What needs to be done>
Print every one of the rows below word for word, without changing a single line.

Dataset content>

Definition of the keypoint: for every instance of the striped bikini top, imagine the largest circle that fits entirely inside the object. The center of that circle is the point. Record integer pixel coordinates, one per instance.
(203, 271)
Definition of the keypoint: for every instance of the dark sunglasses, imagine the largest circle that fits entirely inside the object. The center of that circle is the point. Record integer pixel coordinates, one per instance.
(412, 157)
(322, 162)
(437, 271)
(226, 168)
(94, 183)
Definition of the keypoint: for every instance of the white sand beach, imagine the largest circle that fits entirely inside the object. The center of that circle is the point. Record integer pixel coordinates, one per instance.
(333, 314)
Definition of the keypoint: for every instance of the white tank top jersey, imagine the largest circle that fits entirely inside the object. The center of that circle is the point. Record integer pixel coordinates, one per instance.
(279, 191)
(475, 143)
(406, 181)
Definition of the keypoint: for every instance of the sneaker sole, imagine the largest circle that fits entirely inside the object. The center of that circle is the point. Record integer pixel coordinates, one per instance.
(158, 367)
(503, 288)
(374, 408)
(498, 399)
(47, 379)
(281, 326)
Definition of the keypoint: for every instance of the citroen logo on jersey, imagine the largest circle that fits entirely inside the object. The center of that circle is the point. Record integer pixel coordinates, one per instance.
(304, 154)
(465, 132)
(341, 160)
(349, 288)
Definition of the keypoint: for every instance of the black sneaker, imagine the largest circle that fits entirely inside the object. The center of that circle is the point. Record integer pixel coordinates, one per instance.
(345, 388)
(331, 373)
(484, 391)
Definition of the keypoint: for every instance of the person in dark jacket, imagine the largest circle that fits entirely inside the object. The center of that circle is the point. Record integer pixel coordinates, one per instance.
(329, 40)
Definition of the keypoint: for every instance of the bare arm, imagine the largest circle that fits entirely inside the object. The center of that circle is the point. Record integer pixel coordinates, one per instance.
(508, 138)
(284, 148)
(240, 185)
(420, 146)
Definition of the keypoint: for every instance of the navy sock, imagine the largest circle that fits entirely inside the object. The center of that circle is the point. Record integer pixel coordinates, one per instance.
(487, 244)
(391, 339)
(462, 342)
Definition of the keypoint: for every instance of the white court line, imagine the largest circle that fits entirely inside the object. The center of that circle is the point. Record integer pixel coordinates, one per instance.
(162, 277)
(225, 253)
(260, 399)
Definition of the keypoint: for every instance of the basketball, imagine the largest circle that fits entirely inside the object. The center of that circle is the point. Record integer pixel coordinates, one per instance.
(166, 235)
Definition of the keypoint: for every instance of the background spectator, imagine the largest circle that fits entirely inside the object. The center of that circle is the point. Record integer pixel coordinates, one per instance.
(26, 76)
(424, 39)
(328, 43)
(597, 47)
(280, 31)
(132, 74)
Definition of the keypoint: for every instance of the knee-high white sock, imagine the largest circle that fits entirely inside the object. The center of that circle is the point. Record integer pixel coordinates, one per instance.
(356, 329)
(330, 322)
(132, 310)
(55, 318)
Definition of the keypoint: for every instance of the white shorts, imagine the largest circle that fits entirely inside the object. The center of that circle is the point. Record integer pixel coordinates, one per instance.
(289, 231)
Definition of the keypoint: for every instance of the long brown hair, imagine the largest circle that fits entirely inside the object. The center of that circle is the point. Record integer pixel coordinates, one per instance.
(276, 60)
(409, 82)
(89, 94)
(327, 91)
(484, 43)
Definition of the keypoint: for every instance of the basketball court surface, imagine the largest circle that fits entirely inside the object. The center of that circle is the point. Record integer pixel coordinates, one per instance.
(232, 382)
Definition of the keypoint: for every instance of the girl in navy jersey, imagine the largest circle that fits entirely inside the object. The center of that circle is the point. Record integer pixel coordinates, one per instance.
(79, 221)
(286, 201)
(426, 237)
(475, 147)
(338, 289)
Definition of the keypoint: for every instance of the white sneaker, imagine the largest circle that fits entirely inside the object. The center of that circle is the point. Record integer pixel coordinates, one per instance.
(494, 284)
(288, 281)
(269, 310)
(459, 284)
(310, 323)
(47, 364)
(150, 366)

Response below>
Definition of the keypoint: for every instance of the striped bikini top, imagine the largest circle that fits entirely inside the object. The center of that circle is the point. Record integer pixel coordinates, one per instance.
(203, 271)
Definition of the keypoint: for every instance of the dark sunglasses, imagine the largest circle that fits entirely inside the object. The center of that circle is the point. Record integer pixel coordinates, one per instance.
(412, 157)
(322, 162)
(437, 271)
(226, 168)
(94, 183)
Definition of the keypoint: for every instance of the white sand beach, imagine the largest circle that fits entirely inside the object. The center of that circle is the point. Record integer pixel coordinates, one per instance.
(333, 314)
Definition of the keypoint: for every instance of the white tank top jersey, imagine the largest circle that fits entirely inside the object. The center of that circle is the point. Record integer pixel coordinates, one per instance.
(279, 191)
(475, 143)
(406, 181)
Definition of the keypoint: for every instance of the sneaker sole, imagine the largest circle that fits entirely inside the object. The center of that circle is the point. Record integer pixel coordinates, one per instance.
(158, 367)
(503, 288)
(374, 408)
(498, 399)
(47, 379)
(281, 326)
Definition of the keypoint: for every instance of the citroen logo on jersey, imagine the largest circle that fits entirely inside the object. The center of that circle is the point. Record integer pixel coordinates, one per instance.
(304, 154)
(465, 132)
(341, 160)
(349, 288)
Definition of the keypoint: for every instance of the black sneaker, imagine the largest circle that fits entirely inside the object. The center of that circle is the point. Record integer pixel coordinates, one per instance.
(345, 388)
(331, 373)
(484, 391)
Definition of the keypoint: for every instance of the person in dark jacket, imagine the largest circle that fits entirely inside the object. The center of that circle is the point. Record integer pixel coordinates, one per instance.
(329, 40)
Definition of the keypoint: for every instance of the bare arm, imagine the largest circle that fits entirely inside the object. The center of that circle is the point. Record integer pixel coordinates, one per instance.
(508, 138)
(284, 148)
(240, 185)
(420, 146)
Definition of the keypoint: for every instance of the navy sock, imagine the largest circle that fits entirely inside the object. The center of that circle is the point. Record integer pixel coordinates, one per instance.
(487, 244)
(391, 339)
(462, 342)
Definition of the keypoint: for every instance of the white court line, imagine the largest circle that fits entirely inside the object. The center of that circle is the point. Record integer pixel coordinates, one per instance.
(162, 277)
(225, 253)
(260, 399)
Definition of the keypoint: for every instance of the basketball, imagine the largest circle that fits entirely inside the object. The center of that circle is the point. Record integer pixel coordinates, one per instance.
(166, 235)
Definition of the keypoint: for every instance of the background spectator, imagine the largest circle that fits entirely inside the object. The center of that circle is the point. Record integer pixel coordinates, one per instance.
(26, 76)
(424, 39)
(328, 43)
(597, 47)
(280, 31)
(132, 74)
Definition of the keypoint: for every instance of the knee-high white sock, imagine the largest circle that fits entirely inside the object. The center of that circle is the point. Record integer pixel coordinates, one per instance.
(356, 329)
(330, 322)
(132, 310)
(55, 318)
Definition of the keypoint: for every instance of the white shorts, imagine the largest circle that fits entirely inside the object. The center of that circle is the point. Record integer pixel coordinates, one per instance.
(289, 231)
Definition of the keypoint: for every instance of the long brown hair, imagine the largest circle that fits entirely inside the object. The center of that circle is the point. Record integer pixel coordinates, one per instance.
(276, 60)
(409, 82)
(89, 94)
(327, 91)
(484, 43)
Definition of the keypoint: for every instance of the basketball court surface, imagine the largest circle that fits entirely inside the object. The center of that circle is the point. Record integer pixel coordinates, one per instance.
(232, 382)
Definition of the keypoint: for every instance of the girl in navy jersey, imagine the largest circle that fits entirely inside the object. The center of that circle is the point. Record integer pixel coordinates, one per instance.
(79, 221)
(286, 201)
(426, 237)
(475, 147)
(338, 289)
Definition of the keypoint: for every instance of the white sneaker, imagine the largest circle that fits entirely inside the object. The center of that circle is the point. Record integer pixel coordinates, one per instance.
(494, 284)
(288, 281)
(269, 310)
(459, 284)
(310, 323)
(47, 364)
(150, 366)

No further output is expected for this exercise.